=== Set task ===
Pull out each line of the records that contains the word "wall", matching case exactly.

=== Records to use ===
——
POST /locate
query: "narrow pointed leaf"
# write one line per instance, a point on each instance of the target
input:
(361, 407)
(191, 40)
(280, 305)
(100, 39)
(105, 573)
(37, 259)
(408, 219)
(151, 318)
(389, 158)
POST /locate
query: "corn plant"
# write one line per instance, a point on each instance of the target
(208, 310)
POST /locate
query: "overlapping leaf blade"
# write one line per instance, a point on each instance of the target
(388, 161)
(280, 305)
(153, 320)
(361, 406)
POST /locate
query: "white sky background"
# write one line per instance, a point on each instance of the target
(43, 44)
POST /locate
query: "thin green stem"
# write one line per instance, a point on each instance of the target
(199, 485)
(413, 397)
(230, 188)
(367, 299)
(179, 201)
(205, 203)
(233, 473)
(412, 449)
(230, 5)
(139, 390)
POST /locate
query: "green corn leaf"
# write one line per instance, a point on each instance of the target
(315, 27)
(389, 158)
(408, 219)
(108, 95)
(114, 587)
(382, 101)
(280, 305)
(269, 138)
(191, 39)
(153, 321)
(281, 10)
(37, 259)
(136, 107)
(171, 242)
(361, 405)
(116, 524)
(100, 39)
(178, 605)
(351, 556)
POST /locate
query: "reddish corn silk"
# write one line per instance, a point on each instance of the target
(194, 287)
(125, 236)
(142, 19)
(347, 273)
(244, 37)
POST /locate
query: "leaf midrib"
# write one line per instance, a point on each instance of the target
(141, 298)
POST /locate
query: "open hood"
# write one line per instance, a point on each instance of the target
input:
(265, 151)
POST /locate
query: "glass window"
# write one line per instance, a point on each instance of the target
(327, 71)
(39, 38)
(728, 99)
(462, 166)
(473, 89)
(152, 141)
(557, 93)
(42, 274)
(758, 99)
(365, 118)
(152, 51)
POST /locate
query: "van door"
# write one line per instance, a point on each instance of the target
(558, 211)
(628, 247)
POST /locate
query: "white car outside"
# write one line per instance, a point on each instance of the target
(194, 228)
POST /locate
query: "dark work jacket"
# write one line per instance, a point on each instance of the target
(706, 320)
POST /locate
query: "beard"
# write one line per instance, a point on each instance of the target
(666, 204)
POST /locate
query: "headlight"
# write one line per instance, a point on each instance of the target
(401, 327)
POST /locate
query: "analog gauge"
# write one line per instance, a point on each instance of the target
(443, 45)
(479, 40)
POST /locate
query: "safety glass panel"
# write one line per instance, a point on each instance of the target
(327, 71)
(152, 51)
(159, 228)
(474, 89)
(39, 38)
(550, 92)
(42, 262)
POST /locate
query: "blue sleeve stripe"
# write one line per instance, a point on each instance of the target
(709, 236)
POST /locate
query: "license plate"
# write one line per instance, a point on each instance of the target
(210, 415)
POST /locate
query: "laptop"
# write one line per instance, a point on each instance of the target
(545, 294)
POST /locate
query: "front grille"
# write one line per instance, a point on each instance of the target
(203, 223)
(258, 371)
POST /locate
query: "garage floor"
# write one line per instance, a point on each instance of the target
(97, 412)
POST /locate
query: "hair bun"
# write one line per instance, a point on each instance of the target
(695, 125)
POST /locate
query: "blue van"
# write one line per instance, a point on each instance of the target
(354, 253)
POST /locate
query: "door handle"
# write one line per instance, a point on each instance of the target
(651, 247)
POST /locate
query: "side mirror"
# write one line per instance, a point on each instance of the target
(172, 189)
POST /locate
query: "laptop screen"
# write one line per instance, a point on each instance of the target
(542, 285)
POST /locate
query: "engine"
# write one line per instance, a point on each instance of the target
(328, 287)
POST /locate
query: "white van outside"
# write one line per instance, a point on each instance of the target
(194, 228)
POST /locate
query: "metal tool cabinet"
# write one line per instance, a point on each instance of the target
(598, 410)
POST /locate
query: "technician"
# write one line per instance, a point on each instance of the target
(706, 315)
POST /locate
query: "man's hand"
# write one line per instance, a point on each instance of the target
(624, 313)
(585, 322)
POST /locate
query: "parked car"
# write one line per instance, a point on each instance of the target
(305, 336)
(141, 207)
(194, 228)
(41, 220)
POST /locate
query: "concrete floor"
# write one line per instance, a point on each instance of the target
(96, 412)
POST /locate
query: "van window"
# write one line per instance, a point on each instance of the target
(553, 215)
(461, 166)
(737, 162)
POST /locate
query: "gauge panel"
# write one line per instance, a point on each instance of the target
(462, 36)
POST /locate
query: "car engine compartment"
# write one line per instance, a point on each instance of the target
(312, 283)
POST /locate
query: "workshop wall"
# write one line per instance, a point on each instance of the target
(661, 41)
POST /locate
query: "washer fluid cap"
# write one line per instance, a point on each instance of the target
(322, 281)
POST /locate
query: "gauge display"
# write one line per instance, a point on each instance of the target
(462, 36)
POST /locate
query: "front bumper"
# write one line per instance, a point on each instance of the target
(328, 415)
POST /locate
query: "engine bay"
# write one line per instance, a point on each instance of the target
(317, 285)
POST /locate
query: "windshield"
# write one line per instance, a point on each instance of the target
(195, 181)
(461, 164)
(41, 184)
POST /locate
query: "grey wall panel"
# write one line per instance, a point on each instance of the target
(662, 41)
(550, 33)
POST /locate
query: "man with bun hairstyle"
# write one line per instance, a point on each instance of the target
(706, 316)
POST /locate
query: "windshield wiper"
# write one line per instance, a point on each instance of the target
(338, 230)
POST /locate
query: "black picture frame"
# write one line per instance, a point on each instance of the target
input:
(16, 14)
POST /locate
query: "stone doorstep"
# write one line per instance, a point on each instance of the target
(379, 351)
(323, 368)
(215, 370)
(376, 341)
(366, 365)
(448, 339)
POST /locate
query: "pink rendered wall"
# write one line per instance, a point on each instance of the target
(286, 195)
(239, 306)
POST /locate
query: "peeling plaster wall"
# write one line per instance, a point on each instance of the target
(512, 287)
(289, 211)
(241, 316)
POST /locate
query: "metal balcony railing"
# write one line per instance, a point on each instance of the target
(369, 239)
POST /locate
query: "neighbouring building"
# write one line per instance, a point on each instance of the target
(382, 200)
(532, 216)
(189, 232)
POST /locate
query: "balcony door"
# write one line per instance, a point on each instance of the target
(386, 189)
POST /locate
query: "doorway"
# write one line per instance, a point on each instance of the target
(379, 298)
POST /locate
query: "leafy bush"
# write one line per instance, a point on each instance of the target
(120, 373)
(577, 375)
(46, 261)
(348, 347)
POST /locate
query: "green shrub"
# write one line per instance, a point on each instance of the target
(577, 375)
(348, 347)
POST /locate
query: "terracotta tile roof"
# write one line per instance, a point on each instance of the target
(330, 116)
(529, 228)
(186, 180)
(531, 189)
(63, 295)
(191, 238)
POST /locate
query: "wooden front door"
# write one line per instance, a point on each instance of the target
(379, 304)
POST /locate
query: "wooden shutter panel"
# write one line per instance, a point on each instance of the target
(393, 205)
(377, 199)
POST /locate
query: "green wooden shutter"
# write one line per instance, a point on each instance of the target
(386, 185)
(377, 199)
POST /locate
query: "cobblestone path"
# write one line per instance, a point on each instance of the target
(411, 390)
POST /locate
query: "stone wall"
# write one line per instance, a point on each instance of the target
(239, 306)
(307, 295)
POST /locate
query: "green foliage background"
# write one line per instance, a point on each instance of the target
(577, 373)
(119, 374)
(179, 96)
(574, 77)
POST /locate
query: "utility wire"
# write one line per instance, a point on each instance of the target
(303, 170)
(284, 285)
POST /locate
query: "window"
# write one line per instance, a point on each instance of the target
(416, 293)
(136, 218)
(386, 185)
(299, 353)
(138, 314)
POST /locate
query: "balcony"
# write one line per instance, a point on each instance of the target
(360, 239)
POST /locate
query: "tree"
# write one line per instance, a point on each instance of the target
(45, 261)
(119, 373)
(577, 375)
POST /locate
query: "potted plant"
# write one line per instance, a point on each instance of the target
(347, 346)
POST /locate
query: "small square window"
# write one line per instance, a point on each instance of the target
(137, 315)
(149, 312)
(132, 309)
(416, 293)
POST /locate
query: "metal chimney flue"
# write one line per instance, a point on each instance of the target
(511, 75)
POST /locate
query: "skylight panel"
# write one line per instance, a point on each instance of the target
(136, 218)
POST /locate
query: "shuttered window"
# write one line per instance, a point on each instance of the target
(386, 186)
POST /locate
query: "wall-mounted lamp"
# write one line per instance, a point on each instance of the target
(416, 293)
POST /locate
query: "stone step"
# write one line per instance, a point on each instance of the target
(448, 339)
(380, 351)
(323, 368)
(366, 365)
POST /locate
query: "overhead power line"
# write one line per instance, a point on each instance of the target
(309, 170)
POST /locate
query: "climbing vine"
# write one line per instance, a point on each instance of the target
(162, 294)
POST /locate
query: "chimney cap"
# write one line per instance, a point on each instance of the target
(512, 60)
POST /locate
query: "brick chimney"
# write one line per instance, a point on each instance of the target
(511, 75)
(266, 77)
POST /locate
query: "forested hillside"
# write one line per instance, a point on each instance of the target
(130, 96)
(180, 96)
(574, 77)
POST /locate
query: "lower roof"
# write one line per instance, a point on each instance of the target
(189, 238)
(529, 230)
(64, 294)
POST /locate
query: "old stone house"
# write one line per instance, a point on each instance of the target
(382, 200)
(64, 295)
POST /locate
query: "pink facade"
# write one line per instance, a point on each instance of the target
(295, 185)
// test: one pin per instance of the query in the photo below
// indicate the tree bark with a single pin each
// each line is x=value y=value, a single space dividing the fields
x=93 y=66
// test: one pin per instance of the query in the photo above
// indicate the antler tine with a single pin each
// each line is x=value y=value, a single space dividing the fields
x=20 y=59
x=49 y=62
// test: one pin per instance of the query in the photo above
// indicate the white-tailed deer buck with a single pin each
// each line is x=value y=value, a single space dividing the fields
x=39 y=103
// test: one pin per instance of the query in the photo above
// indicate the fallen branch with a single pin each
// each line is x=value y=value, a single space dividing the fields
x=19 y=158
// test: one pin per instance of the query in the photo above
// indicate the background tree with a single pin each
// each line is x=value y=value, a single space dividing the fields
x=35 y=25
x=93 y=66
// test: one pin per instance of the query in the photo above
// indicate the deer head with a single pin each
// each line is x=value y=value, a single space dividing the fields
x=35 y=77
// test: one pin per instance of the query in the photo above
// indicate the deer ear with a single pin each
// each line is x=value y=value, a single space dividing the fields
——
=== Output of the task ===
query: "workshop wall"
query: "grey wall panel"
query: "pink rendered wall"
query: "peeling plaster wall"
query: "stone wall"
query: "wall-mounted lamp"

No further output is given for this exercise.